[Dataset entries]
= = = =
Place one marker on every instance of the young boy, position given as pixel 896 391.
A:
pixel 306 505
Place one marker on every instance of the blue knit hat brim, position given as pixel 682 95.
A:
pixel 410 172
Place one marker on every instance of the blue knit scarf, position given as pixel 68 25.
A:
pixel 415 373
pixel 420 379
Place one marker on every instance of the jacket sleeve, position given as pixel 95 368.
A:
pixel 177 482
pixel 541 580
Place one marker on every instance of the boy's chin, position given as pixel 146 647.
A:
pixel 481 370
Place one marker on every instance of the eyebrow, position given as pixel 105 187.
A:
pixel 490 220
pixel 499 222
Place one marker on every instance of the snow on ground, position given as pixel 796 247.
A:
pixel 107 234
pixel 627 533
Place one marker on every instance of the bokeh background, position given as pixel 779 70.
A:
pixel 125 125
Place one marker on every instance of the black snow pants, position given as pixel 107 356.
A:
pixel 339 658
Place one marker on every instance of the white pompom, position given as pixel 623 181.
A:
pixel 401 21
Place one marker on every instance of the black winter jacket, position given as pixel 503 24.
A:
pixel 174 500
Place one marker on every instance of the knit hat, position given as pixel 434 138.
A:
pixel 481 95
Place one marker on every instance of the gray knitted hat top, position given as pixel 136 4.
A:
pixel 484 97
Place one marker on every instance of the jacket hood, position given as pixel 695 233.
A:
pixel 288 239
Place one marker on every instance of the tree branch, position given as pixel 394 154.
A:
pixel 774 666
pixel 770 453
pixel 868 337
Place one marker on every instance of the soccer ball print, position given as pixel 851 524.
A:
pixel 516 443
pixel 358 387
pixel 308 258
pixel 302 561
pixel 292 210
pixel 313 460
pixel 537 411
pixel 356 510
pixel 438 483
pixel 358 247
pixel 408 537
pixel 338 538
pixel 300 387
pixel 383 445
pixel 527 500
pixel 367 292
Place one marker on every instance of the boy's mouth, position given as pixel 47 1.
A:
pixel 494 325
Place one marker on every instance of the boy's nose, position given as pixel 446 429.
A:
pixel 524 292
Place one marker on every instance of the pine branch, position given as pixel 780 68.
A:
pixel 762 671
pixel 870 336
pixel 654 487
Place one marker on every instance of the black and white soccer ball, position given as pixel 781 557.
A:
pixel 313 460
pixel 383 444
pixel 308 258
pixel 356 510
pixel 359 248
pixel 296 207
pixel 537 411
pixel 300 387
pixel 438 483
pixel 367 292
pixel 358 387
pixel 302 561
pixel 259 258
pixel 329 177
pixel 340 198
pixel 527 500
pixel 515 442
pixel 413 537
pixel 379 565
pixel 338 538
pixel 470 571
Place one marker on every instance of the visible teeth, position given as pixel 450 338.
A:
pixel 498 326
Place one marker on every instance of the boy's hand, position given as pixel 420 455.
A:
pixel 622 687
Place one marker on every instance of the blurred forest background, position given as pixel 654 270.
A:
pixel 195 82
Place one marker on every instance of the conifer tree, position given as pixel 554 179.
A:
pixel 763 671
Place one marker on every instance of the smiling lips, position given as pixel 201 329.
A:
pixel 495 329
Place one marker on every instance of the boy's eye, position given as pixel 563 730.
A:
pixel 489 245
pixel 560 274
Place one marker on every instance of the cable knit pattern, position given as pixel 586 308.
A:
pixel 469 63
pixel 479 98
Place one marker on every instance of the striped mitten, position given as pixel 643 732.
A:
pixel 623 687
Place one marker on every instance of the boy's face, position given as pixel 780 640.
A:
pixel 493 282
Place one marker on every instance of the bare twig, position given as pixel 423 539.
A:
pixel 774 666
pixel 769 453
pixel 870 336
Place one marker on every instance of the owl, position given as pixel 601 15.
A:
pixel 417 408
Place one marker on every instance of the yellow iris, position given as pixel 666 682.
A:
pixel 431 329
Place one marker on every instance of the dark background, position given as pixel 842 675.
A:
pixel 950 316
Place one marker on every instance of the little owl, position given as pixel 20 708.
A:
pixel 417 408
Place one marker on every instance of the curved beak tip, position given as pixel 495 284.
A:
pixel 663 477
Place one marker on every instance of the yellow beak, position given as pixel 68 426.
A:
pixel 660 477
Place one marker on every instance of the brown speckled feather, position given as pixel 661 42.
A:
= = = =
Copy all of the material above word for word, changing nothing.

Correct response
Place one marker on every instance of the young boy, position given as pixel 896 391.
A:
pixel 306 505
Place one marker on every instance of the blue knit hat brim, position given as pixel 682 95.
A:
pixel 410 172
Place one marker on every instance of the blue knit scarf, position given as pixel 68 25.
A:
pixel 415 373
pixel 420 379
Place one marker on every instance of the jacket sleeve, position given as pixel 95 368.
A:
pixel 177 482
pixel 541 580
Place one marker on every instance of the boy's chin, position given as pixel 146 647.
A:
pixel 481 370
Place one marker on every instance of the eyebrow, position given as pixel 105 187.
A:
pixel 490 220
pixel 499 222
Place one marker on every instance of the snow on ground, position given as pixel 796 247.
A:
pixel 107 234
pixel 627 533
Place one marker on every instance of the bokeh background, position given as pixel 779 70.
A:
pixel 125 125
Place one marker on every instance of the black snow pants, position given as pixel 107 356.
A:
pixel 339 658
Place one marker on every instance of the white pompom, position given as pixel 623 181.
A:
pixel 401 21
Place one marker on every instance of the black winter jacket, position given as pixel 503 24.
A:
pixel 174 500
Place one marker on every instance of the knit hat, position given as pixel 434 138.
A:
pixel 481 95
Place one marker on every instance of the gray knitted hat top, position given as pixel 136 4.
A:
pixel 484 97
Place one marker on every instance of the jacket hood, position given as pixel 695 233.
A:
pixel 288 239
Place one marker on every instance of the tree branch, position given as pixel 394 154.
A:
pixel 774 666
pixel 770 453
pixel 868 337
Place one marker on every instance of the soccer ball print, position given as pixel 851 524.
A:
pixel 516 443
pixel 358 387
pixel 308 258
pixel 302 561
pixel 292 210
pixel 313 460
pixel 537 411
pixel 356 510
pixel 438 483
pixel 358 247
pixel 408 537
pixel 338 538
pixel 300 387
pixel 383 445
pixel 527 500
pixel 367 292
Place one marker on every instance of the boy's mouth, position given as pixel 47 1.
A:
pixel 494 325
Place one marker on every instance of the boy's nose, position given as pixel 446 429.
A:
pixel 524 292
Place one marker on every instance of the pine branch, position given as pixel 780 68.
A:
pixel 762 671
pixel 870 336
pixel 654 487
Place one marker on every instance of the black and white soccer ball, position given as pixel 781 557.
A:
pixel 313 460
pixel 383 444
pixel 308 258
pixel 356 510
pixel 359 248
pixel 296 207
pixel 537 411
pixel 300 387
pixel 438 483
pixel 367 292
pixel 358 387
pixel 302 561
pixel 259 258
pixel 329 177
pixel 340 198
pixel 527 500
pixel 515 442
pixel 413 537
pixel 379 565
pixel 338 538
pixel 470 571
Place one marker on every instance of the visible teeth, position given as pixel 450 338.
A:
pixel 498 326
Place one marker on every instance of the boy's hand, position given as pixel 420 455.
A:
pixel 622 687
Place one marker on every instance of the blurred forest background, position given as pixel 654 270.
A:
pixel 195 82
Place one marker on every instance of the conifer tree, position given as pixel 554 179.
A:
pixel 763 671
Place one marker on every instance of the smiling lips, position given as pixel 201 329.
A:
pixel 495 329
Place one marker on every instance of the boy's eye, position given as pixel 563 730.
A:
pixel 489 245
pixel 560 274
Place one marker on every instance of the cable knit pattern, position given as pixel 586 308.
A:
pixel 469 63
pixel 479 98
Place one marker on every instance of the striped mitten, position given as pixel 643 732.
A:
pixel 623 687
Place one marker on every instance of the boy's face, position given as pixel 780 640.
A:
pixel 493 282
Place one marker on every instance of the bare twig, position given as pixel 423 539.
A:
pixel 774 666
pixel 769 453
pixel 870 336
Place one marker on every instance of the owl, position given as pixel 601 15.
A:
pixel 417 408
Place one marker on every instance of the yellow iris, position given as pixel 666 682.
A:
pixel 431 329
Place one marker on every instance of the dark background, position given as pixel 842 675.
A:
pixel 950 316
Place one marker on every instance of the little owl, position given as pixel 20 708.
A:
pixel 417 408
Place one marker on every instance of the curved beak tip, position given as pixel 495 284.
A:
pixel 663 477
Place one marker on every instance of the yellow beak, position given as pixel 68 426.
A:
pixel 660 477
Place one marker on every instance of the brown speckled feather, position given as pixel 661 42.
A:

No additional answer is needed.